**Testo fornito**
——————————
Da parte sua, il responsabile operativo della company araba, Waleed Al
Mokarrab Al Muhairi, ha spiegato che “la strategia commerciale di Mubadala è
finalizzata a far crescere l’industria aerospaziale dell’emirato per farne uno
dei principali attori a livello globale e Finmeccanica contribuisce a questo
progetto con le proprie capacità tecnologiche altamente innovative”. Una
partnership che potrebbe trasformarsi in un vero e proprio matrimonio: i manager
di Finmeccanica hanno infatti prospettato la possibilità dell’ingresso degli
investitori di Abu Dhabi direttamente nel capitale Finmeccanica attraverso il
fondo nazionale “Adia”.
Il Parlamento italiano, con voto unanime di centrodestra e centrosinistra,
ha assicurato un idoneo quadro normativo per facilitare e blindare tutti i
presenti e futuri accordi di cooperazione militare con gli Emirati Arabi Uniti.
Dopo il voto al Senato del 24 giugno 2009, il 28 ottobre la Camera ha approvato
nel più assoluto disinteresse dei mass media il disegno di legge che ratifica
l’accordo di “cooperazione nel settore della sicurezza” firmato sei anni fa
dall’allora ministro della difesa Antonio Martino e dal principe ereditario di
Dubai e ministro della difesa degli E.A.U., sceicco Mohamed Bin Rashid Al
Maktoum. Un accordo di portata storica, non fosse altro per le aberrazioni
giuridiche che compaiono nel suo testo. I due paesi affidano ad un “comitato
misto” la gestione di tutte le questioni inerenti alle politiche di difesa
comuni come ad esempio “le attività addestrative e le manovre militari,
l’esportazione e l’importazione di armamenti, l’industria della difesa, la
ricerca scientifica, la sanità e lo sport militare, le operazioni umanitarie e
di peace-keeping, gli scambi di visite a navi, aerei e unità militari delle due
Parti, ecc.”. L’obiettivo chiave dell’accordo resta però l’“esemplificazione
delle procedure di trasferimento di armamenti”, la cui dettagliata lista
comprende aerei, elicotteri, carri armati e altre componenti terrestri,
munizionamenti, bombe, mine, missili, esplosivi e propellenti, satelliti,
sistemi tecnologici di comunicazione e per la guerra elettronica. “Tali scambi –
si legge in particolare - potranno avvenire per opera delle due Amministrazioni
statuali, o anche di aziende private debitamente autorizzate” e, in deroga alla
legge che regolamenta l’export di armi italiane, sulla base “di intese tra le
parti” sarà possibile il trasferimento dei materiali acquisiti “a Paesi terzi
senza il preventivo benestare del Paese cedente”.
——————————
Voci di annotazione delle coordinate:
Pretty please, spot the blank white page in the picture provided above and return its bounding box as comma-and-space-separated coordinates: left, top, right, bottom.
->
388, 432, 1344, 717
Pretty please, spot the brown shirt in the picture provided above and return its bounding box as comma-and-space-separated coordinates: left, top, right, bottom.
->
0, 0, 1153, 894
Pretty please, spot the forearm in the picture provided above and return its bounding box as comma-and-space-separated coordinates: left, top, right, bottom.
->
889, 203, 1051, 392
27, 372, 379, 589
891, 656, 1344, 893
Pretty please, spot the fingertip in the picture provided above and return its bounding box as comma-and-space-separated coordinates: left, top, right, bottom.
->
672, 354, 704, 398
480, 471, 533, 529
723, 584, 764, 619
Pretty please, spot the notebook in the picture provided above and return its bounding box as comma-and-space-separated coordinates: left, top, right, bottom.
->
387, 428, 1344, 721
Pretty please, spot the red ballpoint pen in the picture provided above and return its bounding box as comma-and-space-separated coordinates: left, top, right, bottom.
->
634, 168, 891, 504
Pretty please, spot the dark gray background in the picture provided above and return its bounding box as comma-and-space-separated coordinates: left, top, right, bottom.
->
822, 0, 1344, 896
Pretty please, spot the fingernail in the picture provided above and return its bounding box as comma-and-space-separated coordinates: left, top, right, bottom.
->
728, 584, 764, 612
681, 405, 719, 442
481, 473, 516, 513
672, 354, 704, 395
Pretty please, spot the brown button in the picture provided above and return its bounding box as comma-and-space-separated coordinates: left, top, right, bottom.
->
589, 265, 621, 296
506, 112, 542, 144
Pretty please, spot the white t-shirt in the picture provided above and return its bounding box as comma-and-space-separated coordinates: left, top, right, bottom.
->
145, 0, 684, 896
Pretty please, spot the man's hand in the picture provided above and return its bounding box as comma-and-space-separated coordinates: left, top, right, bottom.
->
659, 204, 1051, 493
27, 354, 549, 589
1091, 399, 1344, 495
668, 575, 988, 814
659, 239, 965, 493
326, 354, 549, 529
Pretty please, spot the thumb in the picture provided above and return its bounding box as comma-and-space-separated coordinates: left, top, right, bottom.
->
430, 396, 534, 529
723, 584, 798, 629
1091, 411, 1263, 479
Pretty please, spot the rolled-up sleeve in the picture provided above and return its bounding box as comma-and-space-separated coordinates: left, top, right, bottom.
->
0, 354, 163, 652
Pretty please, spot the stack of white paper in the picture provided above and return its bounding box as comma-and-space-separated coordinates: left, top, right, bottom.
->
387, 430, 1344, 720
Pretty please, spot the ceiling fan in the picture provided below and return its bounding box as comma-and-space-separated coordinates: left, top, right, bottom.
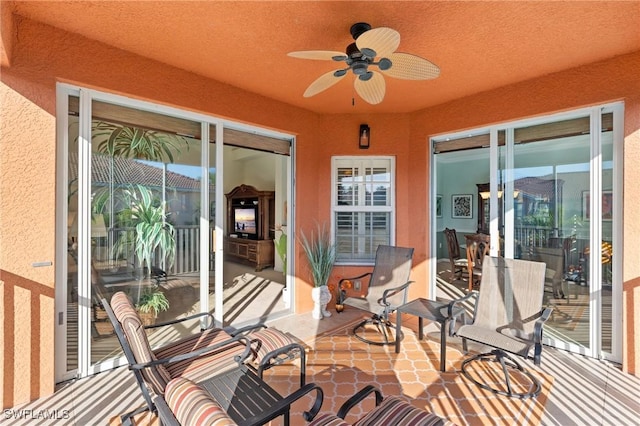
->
288, 22, 440, 105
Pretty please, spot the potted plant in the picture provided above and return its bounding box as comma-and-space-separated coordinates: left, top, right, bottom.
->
136, 289, 169, 326
113, 185, 175, 276
302, 224, 336, 319
93, 121, 189, 163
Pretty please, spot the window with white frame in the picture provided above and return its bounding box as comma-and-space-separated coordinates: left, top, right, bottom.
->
331, 157, 395, 264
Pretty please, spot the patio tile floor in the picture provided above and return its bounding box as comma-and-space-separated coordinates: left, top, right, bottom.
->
5, 309, 640, 426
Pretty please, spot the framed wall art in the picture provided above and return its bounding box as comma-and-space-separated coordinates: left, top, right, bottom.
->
451, 194, 473, 219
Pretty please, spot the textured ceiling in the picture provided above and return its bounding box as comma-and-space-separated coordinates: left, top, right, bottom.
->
5, 1, 640, 113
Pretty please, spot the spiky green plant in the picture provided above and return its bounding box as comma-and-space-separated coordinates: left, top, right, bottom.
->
302, 224, 336, 287
273, 228, 287, 275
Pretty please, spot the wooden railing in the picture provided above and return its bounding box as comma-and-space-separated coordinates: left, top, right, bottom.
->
99, 225, 214, 275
——————————
**Istruzioni**
1. Secondo il testo sulla cooperazione militare con gli Emirati Arabi Uniti, attraverso quale fondo gli investitori di Abu Dhabi potrebbero entrare nel capitale Finmeccanica?
2. Ripeti le righe dei record a partire da quella che contiene "Pretty please, spot the brown button" e fino a quella che contiene "288, 22, 440, 105", entrambe incluse. Lascia fuori le immagini.

**Risposte in ordine**
1. Attraverso il fondo nazionale “Adia”.

2.
Pretty please, spot the brown button in the picture provided above and return its bounding box as comma-and-space-separated coordinates: left, top, right, bottom.
->
589, 265, 621, 296
506, 112, 542, 144
Pretty please, spot the white t-shirt in the picture provided above and return its bounding box as comma-and-space-separated coordinates: left, top, right, bottom.
->
145, 0, 684, 896
Pretty please, spot the man's hand in the picture provided above and return its bounding box as comma-and-space-separated coordinates: left, top, right, bottom.
->
659, 204, 1051, 493
27, 354, 549, 589
1091, 399, 1344, 495
668, 575, 988, 814
659, 239, 965, 493
326, 354, 549, 529
Pretty please, spot the thumb in the picture provided above and return its bounding box as comma-and-space-separated coordinates: left, top, right, bottom.
->
430, 396, 534, 529
723, 584, 798, 629
1091, 411, 1263, 479
Pretty please, spot the rolled-up sleeve in the picture provided above and return its bounding box as comma-and-space-separated coordinates: left, top, right, bottom.
->
0, 354, 163, 652
Pretty please, spot the stack of white paper in the picture provided above and return its bounding box as comma-and-space-separated coordinates: left, top, right, bottom.
->
387, 430, 1344, 720
Pretty please, spot the ceiling fan in the picture provided below and return its bounding box as comma-and-space-separated coordinates: left, top, right, bottom.
->
288, 22, 440, 105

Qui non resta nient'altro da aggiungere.